Point annotation dataset rows
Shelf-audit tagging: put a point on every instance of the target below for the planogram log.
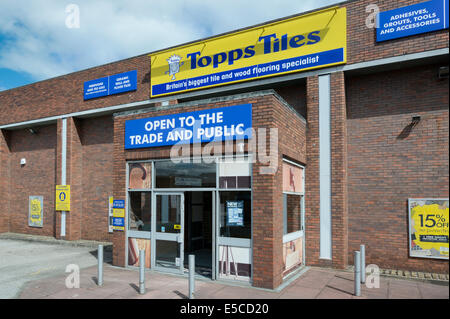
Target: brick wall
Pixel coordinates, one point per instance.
(64, 94)
(4, 182)
(389, 163)
(35, 178)
(97, 183)
(268, 112)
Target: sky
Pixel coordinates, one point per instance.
(41, 39)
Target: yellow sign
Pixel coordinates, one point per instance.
(118, 212)
(297, 44)
(62, 198)
(429, 228)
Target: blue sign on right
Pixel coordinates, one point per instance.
(414, 19)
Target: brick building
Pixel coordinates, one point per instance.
(336, 151)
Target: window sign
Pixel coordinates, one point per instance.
(118, 219)
(235, 213)
(113, 84)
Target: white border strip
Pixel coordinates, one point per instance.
(199, 93)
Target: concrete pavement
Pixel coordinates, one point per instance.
(315, 283)
(24, 261)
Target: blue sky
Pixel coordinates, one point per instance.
(36, 44)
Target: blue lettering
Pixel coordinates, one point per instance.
(294, 42)
(204, 61)
(249, 51)
(193, 57)
(217, 61)
(313, 37)
(267, 42)
(232, 57)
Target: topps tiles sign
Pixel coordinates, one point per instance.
(310, 41)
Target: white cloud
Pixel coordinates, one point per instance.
(35, 40)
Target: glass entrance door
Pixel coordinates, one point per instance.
(168, 228)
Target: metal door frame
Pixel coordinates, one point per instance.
(179, 238)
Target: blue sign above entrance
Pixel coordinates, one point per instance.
(112, 84)
(410, 20)
(219, 124)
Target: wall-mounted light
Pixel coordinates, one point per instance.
(32, 130)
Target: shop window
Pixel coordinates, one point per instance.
(293, 200)
(235, 214)
(185, 175)
(234, 173)
(139, 211)
(168, 213)
(292, 213)
(139, 176)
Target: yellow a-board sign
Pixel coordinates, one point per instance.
(301, 43)
(62, 202)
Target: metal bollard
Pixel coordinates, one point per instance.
(357, 262)
(191, 276)
(100, 265)
(142, 271)
(362, 249)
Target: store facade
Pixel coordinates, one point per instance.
(260, 151)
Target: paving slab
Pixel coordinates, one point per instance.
(120, 283)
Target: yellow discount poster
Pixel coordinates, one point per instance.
(36, 213)
(428, 224)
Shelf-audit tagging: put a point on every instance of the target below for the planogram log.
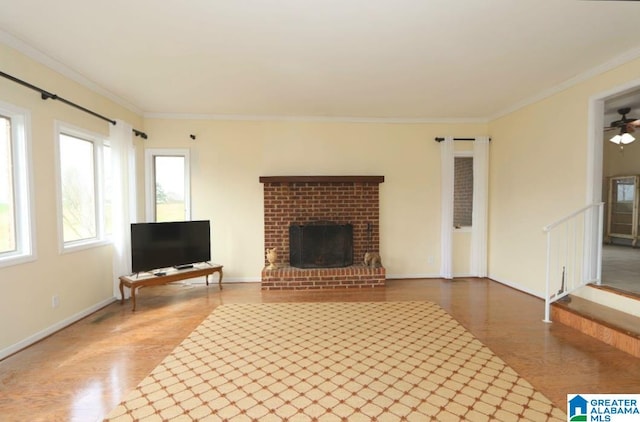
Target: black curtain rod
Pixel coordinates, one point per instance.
(46, 95)
(458, 139)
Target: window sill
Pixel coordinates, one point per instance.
(83, 245)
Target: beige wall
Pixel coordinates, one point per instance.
(83, 279)
(228, 157)
(538, 174)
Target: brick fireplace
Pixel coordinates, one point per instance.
(309, 199)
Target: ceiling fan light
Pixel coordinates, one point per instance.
(627, 138)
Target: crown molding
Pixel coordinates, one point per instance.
(62, 69)
(339, 119)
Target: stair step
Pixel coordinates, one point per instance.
(616, 328)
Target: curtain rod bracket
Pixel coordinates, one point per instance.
(440, 139)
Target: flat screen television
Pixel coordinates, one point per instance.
(170, 244)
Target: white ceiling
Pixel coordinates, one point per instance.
(392, 59)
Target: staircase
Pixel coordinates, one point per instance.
(617, 328)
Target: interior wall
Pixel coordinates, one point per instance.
(228, 157)
(538, 174)
(82, 280)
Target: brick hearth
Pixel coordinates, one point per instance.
(306, 199)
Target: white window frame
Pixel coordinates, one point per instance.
(150, 189)
(462, 154)
(99, 142)
(22, 186)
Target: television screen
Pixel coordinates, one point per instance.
(171, 244)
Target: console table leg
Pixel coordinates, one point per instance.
(133, 298)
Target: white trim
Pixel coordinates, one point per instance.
(149, 188)
(57, 66)
(62, 69)
(595, 141)
(342, 119)
(620, 60)
(53, 328)
(412, 276)
(98, 142)
(24, 193)
(446, 206)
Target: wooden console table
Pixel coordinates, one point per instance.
(134, 282)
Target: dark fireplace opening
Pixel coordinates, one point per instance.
(320, 245)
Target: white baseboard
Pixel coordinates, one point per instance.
(401, 276)
(54, 328)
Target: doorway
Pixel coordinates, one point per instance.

**Task objective:** Retype every one of the rows above word for word, leaving out the pictures.

**Response to this exercise:**
Shelf-audit tagging: put a point on every instance of the target below for the planogram log.
Target: brick wall
Pixel coordinates, one point per instance.
(64, 94)
(4, 182)
(389, 163)
(35, 178)
(97, 183)
(268, 112)
Target: sky
Pixel coordinates, one point per instance.
(41, 39)
Target: yellow sign
Pixel coordinates, one point per instance.
(118, 212)
(297, 44)
(62, 198)
(429, 228)
Target: blue sign on right
Pixel coordinates, one point per instance.
(414, 19)
Target: brick building
Pixel coordinates, one point per instance.
(336, 151)
Target: window sign
Pixel coordinates, one point per instance.
(118, 219)
(235, 213)
(113, 84)
Target: white border strip
Pixel coordinates, one point per instance.
(199, 93)
Target: concrete pavement
Pixel coordinates, one point per instance.
(315, 283)
(24, 261)
Target: blue sky
Pixel coordinates, one point per instance.
(36, 44)
Target: blue lettering
Pixel coordinates, one point per instance.
(294, 42)
(204, 61)
(249, 51)
(193, 57)
(217, 61)
(313, 37)
(267, 42)
(232, 57)
Target: topps tiles sign
Pixel coordinates, one point per instance.
(310, 41)
Target: white cloud
Pixel coordinates, one point per instance.
(35, 40)
Target: glass entrance door
Pixel coordinates, one point per instance.
(168, 228)
Target: metal door frame
Pixel coordinates, one point per instance.
(179, 238)
Target: blue sign above entrance
Pixel coordinates, one point per instance.
(112, 84)
(410, 20)
(219, 124)
Target: wall-mounted light
Pixel coordinates, one point per instance.
(32, 130)
Target: shop window
Pixel coordinates, one point per instance.
(293, 200)
(235, 214)
(185, 175)
(234, 173)
(139, 211)
(168, 213)
(292, 213)
(139, 176)
Target: yellow a-board sign
Pixel coordinates, one point per instance.
(301, 43)
(62, 202)
Target: metal bollard
Pixel coordinates, one point per instance.
(357, 262)
(191, 276)
(100, 265)
(142, 271)
(362, 249)
Target: store facade
Pixel coordinates, one point per instance.
(260, 151)
Target: paving slab
Pixel coordinates, one point per instance.
(120, 283)
Target: yellow discount poster
Pixel coordinates, one point per instance.
(36, 213)
(428, 224)
Shelf-audit tagging: put a point on every instance of the target below for the planogram log.
Target: black curtain rod
Pixel coordinates, one point per instance.
(46, 95)
(458, 139)
Target: window sill
Pixel coordinates, one point per instance.
(83, 245)
Target: beige wall
Pixel coordinates, one point per instance.
(83, 279)
(228, 157)
(538, 174)
Target: brick fireplace
Pixel coordinates, one point per instance.
(309, 199)
Target: ceiling fan light
Pixel coordinates, one point per instance.
(627, 138)
Target: crown molding
Pixel coordinates, one point per instance.
(62, 69)
(339, 119)
Target: stair step
Pixel coordinates, one point per instance.
(616, 328)
Target: curtain rod bracket
Pixel coordinates, one point per instance.
(440, 139)
Target: flat screen television
Pixel coordinates, one point per instance.
(170, 244)
Target: white ceiling
Pixel coordinates, one point per instance.
(392, 59)
Target: staircase
Pixel coordinates, one point per instance.
(617, 328)
Target: interior wall
Pixel coordinates, one point per instance.
(228, 157)
(538, 174)
(82, 280)
Target: brick hearth
Pixel coordinates, one point per instance.
(306, 199)
Target: white window frame
Pixel coordinates, one point per instance.
(150, 189)
(462, 154)
(99, 142)
(22, 186)
Target: television screen
Pixel coordinates, one point per instance.
(171, 244)
Target: console table leg
Pixel coordinates, one point per instance.
(133, 298)
Target: white trim
Pixel coordinates, one point per instance.
(149, 188)
(57, 66)
(62, 69)
(595, 141)
(342, 119)
(620, 60)
(53, 328)
(412, 276)
(98, 142)
(24, 193)
(446, 206)
Target: wooden console table
Pixel coordinates, one point per instance.
(134, 282)
Target: dark fireplace opening
Pixel coordinates, one point per instance.
(320, 245)
Target: white baseboard
Pixel coordinates, one point per instance.
(401, 276)
(54, 328)
Target: doorway
Pixel coordinates, one point per instance.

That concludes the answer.